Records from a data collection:
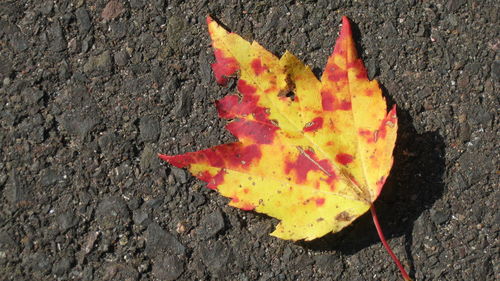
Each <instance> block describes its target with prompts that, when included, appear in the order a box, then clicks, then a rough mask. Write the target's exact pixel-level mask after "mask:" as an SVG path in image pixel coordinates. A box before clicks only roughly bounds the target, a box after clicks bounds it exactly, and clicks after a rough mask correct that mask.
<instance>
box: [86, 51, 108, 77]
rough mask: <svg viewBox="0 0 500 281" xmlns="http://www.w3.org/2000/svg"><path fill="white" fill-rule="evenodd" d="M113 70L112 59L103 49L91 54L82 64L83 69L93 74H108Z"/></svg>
mask: <svg viewBox="0 0 500 281" xmlns="http://www.w3.org/2000/svg"><path fill="white" fill-rule="evenodd" d="M112 70H113V60H112V58H111V54H110V52H109V51H104V52H102V53H101V54H99V55H97V56H92V57H90V58H89V59H88V61H87V63H86V64H85V65H84V66H83V71H84V72H85V73H87V74H91V75H93V76H99V75H106V74H110V72H111V71H112Z"/></svg>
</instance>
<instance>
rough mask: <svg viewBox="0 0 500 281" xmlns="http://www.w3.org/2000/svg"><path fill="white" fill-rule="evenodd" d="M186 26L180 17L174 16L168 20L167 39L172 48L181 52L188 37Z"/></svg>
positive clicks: (169, 18)
mask: <svg viewBox="0 0 500 281" xmlns="http://www.w3.org/2000/svg"><path fill="white" fill-rule="evenodd" d="M186 34H187V32H186V24H185V23H184V20H183V19H182V18H181V17H179V16H172V17H170V18H169V19H168V23H167V29H166V38H167V41H168V44H169V46H170V48H172V49H173V50H174V51H177V52H178V51H180V50H181V49H182V46H183V44H182V43H183V40H182V39H183V38H184V37H185V36H186Z"/></svg>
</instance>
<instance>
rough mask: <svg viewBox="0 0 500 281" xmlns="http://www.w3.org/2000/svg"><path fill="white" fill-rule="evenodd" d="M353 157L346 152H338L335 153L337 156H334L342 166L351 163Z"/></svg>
mask: <svg viewBox="0 0 500 281" xmlns="http://www.w3.org/2000/svg"><path fill="white" fill-rule="evenodd" d="M353 159H354V157H352V155H351V154H347V153H339V154H337V156H335V160H336V161H337V162H338V163H339V164H342V165H344V166H345V165H347V164H349V163H351V162H352V160H353Z"/></svg>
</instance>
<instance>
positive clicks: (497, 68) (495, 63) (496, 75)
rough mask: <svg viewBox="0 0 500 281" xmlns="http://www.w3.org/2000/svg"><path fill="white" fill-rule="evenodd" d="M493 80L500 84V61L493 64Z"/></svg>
mask: <svg viewBox="0 0 500 281" xmlns="http://www.w3.org/2000/svg"><path fill="white" fill-rule="evenodd" d="M491 78H493V80H495V81H496V82H500V60H496V61H494V62H493V63H492V64H491Z"/></svg>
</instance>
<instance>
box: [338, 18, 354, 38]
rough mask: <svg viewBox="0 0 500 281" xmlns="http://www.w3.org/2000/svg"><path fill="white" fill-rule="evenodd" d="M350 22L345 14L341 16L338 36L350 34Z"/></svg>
mask: <svg viewBox="0 0 500 281" xmlns="http://www.w3.org/2000/svg"><path fill="white" fill-rule="evenodd" d="M351 35H352V31H351V23H350V22H349V19H348V18H347V17H346V16H342V29H341V30H340V36H341V37H342V36H351Z"/></svg>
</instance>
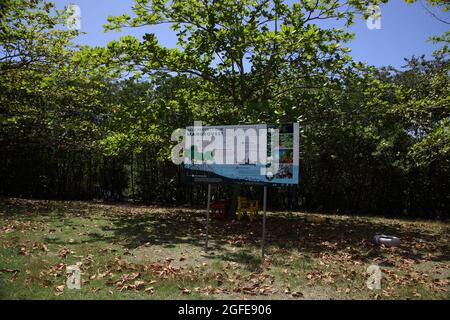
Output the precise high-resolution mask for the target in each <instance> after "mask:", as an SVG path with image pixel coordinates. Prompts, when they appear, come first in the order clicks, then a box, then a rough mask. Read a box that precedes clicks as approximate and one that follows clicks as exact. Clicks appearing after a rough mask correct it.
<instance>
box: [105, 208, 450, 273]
mask: <svg viewBox="0 0 450 320" xmlns="http://www.w3.org/2000/svg"><path fill="white" fill-rule="evenodd" d="M111 219H112V222H113V227H107V228H105V231H111V232H113V233H114V235H115V237H116V238H120V239H122V245H124V246H125V247H126V248H128V249H135V248H137V247H140V246H142V245H144V244H151V245H160V246H163V247H165V248H171V247H175V246H178V245H182V244H189V245H192V246H196V247H199V248H203V247H204V244H205V231H206V230H205V217H204V214H202V213H201V212H199V211H188V210H176V209H174V210H170V212H168V211H163V212H158V211H153V212H151V213H145V212H144V213H140V214H135V215H123V214H120V215H113V216H111ZM369 220H370V219H358V218H350V219H332V220H330V221H329V222H328V223H326V224H320V225H314V224H311V223H308V222H307V221H305V219H304V217H302V216H289V215H284V214H272V215H269V217H268V218H267V231H266V232H267V234H266V235H267V242H266V243H267V246H268V247H269V249H270V250H269V254H270V252H277V251H278V252H280V251H283V250H284V252H290V251H292V250H298V251H300V252H304V253H308V254H313V255H314V254H324V253H325V254H343V253H346V254H350V255H351V256H352V259H353V260H355V261H360V262H363V263H370V262H371V261H372V260H373V259H374V258H376V257H381V256H383V253H384V252H386V250H389V249H386V248H382V247H380V246H379V245H378V244H375V243H374V242H373V240H372V239H373V236H374V235H376V234H378V233H383V234H389V235H395V236H397V237H400V238H401V240H402V244H401V246H400V247H398V248H395V253H396V255H398V256H400V257H401V258H405V259H413V260H418V259H425V258H427V259H429V260H431V261H436V262H437V261H444V262H445V261H449V260H450V254H449V252H450V250H449V242H448V239H447V238H443V237H442V235H439V234H433V233H430V232H427V231H425V230H421V229H418V228H415V227H408V228H406V227H402V226H400V225H395V224H384V223H379V222H371V221H369ZM261 227H262V224H261V221H260V219H259V220H256V221H253V222H252V223H250V222H249V221H241V222H237V221H223V220H213V221H211V224H210V230H209V241H210V244H211V249H212V250H214V251H215V253H216V254H215V255H214V256H212V258H220V259H223V260H224V261H232V262H238V263H241V264H243V265H245V266H246V267H247V268H248V269H249V270H251V271H255V270H256V269H258V268H259V266H260V264H261V258H260V256H259V254H257V253H259V250H260V246H261ZM232 248H233V250H231V249H232Z"/></svg>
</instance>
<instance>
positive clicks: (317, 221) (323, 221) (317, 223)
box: [305, 216, 327, 224]
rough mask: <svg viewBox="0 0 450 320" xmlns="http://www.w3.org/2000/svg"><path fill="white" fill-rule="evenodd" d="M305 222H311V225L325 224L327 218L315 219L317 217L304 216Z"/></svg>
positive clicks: (320, 217) (314, 216)
mask: <svg viewBox="0 0 450 320" xmlns="http://www.w3.org/2000/svg"><path fill="white" fill-rule="evenodd" d="M305 219H306V221H308V222H311V223H317V224H320V223H326V222H327V218H325V217H317V216H306V218H305Z"/></svg>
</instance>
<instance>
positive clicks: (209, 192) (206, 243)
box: [205, 184, 211, 251]
mask: <svg viewBox="0 0 450 320" xmlns="http://www.w3.org/2000/svg"><path fill="white" fill-rule="evenodd" d="M210 207H211V184H208V204H207V206H206V240H205V251H208V229H209V209H210Z"/></svg>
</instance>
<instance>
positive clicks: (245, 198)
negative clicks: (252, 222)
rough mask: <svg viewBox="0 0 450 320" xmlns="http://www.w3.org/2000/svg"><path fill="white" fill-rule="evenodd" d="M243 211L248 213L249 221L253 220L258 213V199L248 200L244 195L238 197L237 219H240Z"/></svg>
mask: <svg viewBox="0 0 450 320" xmlns="http://www.w3.org/2000/svg"><path fill="white" fill-rule="evenodd" d="M245 213H246V214H247V215H248V218H249V219H250V221H253V218H254V216H255V215H257V214H258V200H248V199H247V198H245V197H238V207H237V210H236V216H237V219H238V220H241V218H242V216H243V215H244V214H245Z"/></svg>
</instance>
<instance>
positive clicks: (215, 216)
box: [211, 200, 228, 219]
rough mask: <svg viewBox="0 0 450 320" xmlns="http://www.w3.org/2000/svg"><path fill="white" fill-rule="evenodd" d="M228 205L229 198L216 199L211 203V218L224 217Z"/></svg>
mask: <svg viewBox="0 0 450 320" xmlns="http://www.w3.org/2000/svg"><path fill="white" fill-rule="evenodd" d="M227 207H228V200H214V201H213V203H212V204H211V218H213V219H224V218H225V212H226V210H227Z"/></svg>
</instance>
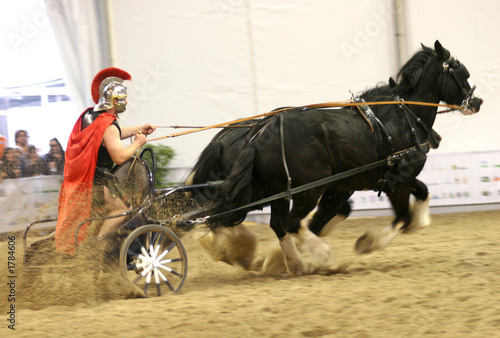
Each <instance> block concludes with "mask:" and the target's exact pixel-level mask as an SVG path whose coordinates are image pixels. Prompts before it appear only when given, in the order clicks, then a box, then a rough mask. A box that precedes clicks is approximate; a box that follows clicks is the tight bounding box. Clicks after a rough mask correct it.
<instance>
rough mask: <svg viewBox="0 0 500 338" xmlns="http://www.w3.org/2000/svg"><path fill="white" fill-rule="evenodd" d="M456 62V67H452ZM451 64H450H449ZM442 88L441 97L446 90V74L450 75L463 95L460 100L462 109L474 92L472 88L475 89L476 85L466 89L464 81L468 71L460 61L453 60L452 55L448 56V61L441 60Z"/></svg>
mask: <svg viewBox="0 0 500 338" xmlns="http://www.w3.org/2000/svg"><path fill="white" fill-rule="evenodd" d="M456 63H458V67H457V68H453V65H454V64H456ZM450 65H451V66H450ZM443 74H444V76H443V89H442V92H441V97H442V98H444V94H445V90H446V79H447V78H448V77H447V75H448V74H449V75H450V77H451V78H452V79H453V81H454V82H455V84H456V85H457V87H458V88H459V89H460V92H461V93H462V95H463V96H464V99H463V101H462V111H465V110H467V107H468V106H469V101H470V99H471V98H472V95H473V93H474V90H475V89H476V86H475V85H474V86H473V87H472V88H471V89H470V90H467V89H466V88H465V85H464V84H465V83H467V79H468V78H469V77H470V74H469V71H468V70H467V68H465V66H464V65H463V64H461V63H460V61H458V60H455V59H454V58H453V57H451V56H450V58H449V59H448V61H445V62H443Z"/></svg>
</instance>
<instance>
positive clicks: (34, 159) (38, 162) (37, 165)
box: [23, 145, 48, 177]
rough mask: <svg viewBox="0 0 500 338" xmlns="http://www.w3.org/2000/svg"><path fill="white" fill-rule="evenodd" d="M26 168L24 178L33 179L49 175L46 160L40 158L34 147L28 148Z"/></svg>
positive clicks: (25, 167) (29, 146)
mask: <svg viewBox="0 0 500 338" xmlns="http://www.w3.org/2000/svg"><path fill="white" fill-rule="evenodd" d="M25 163H26V165H25V167H24V172H23V177H32V176H40V175H47V174H48V168H47V164H46V162H45V160H44V159H43V158H42V157H40V156H38V154H37V152H36V147H35V146H33V145H30V146H28V156H27V157H26V159H25Z"/></svg>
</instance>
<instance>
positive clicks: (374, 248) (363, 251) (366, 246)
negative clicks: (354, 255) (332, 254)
mask: <svg viewBox="0 0 500 338" xmlns="http://www.w3.org/2000/svg"><path fill="white" fill-rule="evenodd" d="M374 243H375V240H374V237H373V236H372V235H371V234H370V233H368V232H366V233H364V234H363V235H361V236H360V237H359V238H358V239H357V241H356V244H355V245H354V250H355V251H356V253H357V254H359V255H366V254H369V253H372V252H373V251H375V250H376V248H375V246H374Z"/></svg>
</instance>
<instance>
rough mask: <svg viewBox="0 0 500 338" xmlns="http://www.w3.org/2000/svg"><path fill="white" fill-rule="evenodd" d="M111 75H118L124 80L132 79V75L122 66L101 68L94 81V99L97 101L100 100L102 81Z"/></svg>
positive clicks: (92, 96) (92, 85)
mask: <svg viewBox="0 0 500 338" xmlns="http://www.w3.org/2000/svg"><path fill="white" fill-rule="evenodd" d="M111 76H114V77H118V78H120V79H122V80H132V76H131V75H130V74H129V73H127V72H126V71H124V70H123V69H120V68H115V67H110V68H106V69H103V70H101V71H100V72H99V73H97V75H96V76H95V77H94V80H93V81H92V99H93V100H94V102H95V103H97V102H99V96H100V94H99V86H100V85H101V82H102V81H103V80H104V79H106V78H108V77H111Z"/></svg>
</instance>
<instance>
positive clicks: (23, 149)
mask: <svg viewBox="0 0 500 338" xmlns="http://www.w3.org/2000/svg"><path fill="white" fill-rule="evenodd" d="M28 139H29V134H28V132H27V131H26V130H18V131H16V133H15V144H16V145H15V146H13V147H7V146H6V142H5V138H3V140H4V141H3V142H1V143H0V181H1V180H2V179H11V178H21V177H33V176H41V175H62V174H63V173H64V149H63V148H62V146H61V143H59V141H58V140H57V138H53V139H51V140H50V141H49V146H50V150H49V152H48V153H47V154H45V155H39V154H38V150H37V148H36V147H35V146H34V145H31V144H29V142H28Z"/></svg>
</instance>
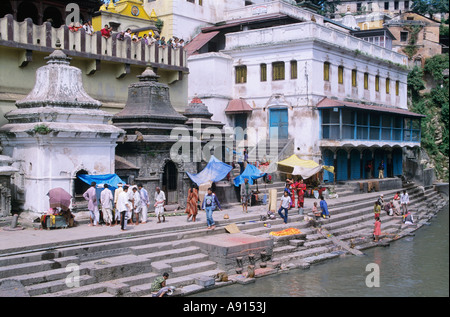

PROBLEM DESCRIPTION —
Find the lines above that include the string "order" and copy them.

REPLY —
Each <instance> block describes its target with prompts that, when included, appear in the order a box, then clicks, then a rough mask. Write the target's exact pixel-level mask after "mask:" as an SVG path in image pixel coordinates. A box before clicks only roughly bounds the target, a box after clicks bounds it exactly, and clicks after a rough mask correct that mask.
Output the precise high-resolution mask for the target in each <instance> after "mask:", as an SVG path with image pixel coordinates. Prompts, when they appear, come first in the order clicks, then a box, then a rough mask. Read a box that precedes clicks as approximate and one that follows clicks as exact. Clicks appearing after a rough mask correct it.
Each <instance> block concludes with "mask:" and the target's exact pixel-level mask as an SVG path whose coordinates are image pixels. Prompts before it appear only when given, in the order clicks, then a box, then a rough mask. A box that precedes clicks is approximate; a box that follows clicks is the tight bounding box. Clicks after a rough mask correct it.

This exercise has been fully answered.